_Dataset excerpts on object pointing_
--------------------

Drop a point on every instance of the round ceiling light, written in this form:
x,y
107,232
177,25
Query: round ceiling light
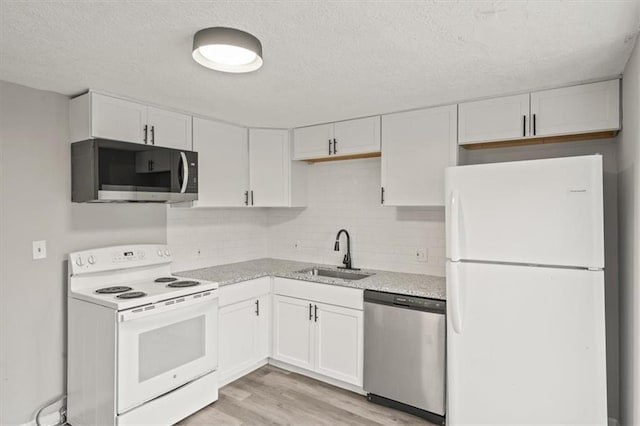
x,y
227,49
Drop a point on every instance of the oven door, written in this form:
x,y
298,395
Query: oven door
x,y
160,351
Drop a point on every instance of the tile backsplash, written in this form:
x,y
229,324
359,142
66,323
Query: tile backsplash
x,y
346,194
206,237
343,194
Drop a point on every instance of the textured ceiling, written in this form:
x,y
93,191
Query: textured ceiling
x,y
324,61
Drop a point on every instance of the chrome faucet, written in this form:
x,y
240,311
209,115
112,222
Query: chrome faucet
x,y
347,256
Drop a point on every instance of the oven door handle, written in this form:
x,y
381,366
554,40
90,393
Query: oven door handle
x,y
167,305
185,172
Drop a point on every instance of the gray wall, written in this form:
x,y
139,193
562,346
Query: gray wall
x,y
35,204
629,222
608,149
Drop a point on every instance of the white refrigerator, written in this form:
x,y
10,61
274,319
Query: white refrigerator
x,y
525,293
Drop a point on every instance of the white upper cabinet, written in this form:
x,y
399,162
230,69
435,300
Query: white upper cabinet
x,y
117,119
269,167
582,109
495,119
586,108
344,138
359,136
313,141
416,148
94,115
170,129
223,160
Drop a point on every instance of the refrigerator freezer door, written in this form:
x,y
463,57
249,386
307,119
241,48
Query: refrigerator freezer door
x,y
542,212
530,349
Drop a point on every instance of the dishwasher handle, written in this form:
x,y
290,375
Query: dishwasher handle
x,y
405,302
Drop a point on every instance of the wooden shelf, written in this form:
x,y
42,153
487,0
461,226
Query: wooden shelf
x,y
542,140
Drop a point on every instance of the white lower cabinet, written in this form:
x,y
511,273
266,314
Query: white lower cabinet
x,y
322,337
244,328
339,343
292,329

--------------------

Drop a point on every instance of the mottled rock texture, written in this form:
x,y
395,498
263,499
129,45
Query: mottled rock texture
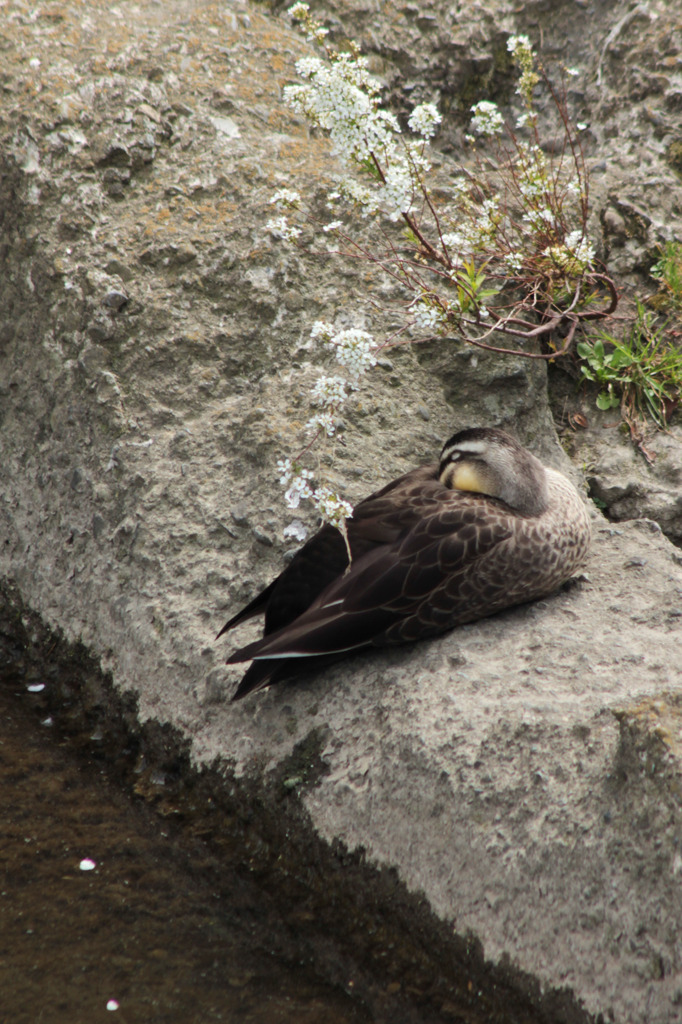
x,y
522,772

--------------------

_Given request_
Count how many lines in the listing above contain the word "mottled", and reply with only that number.

_Completed exercise_
2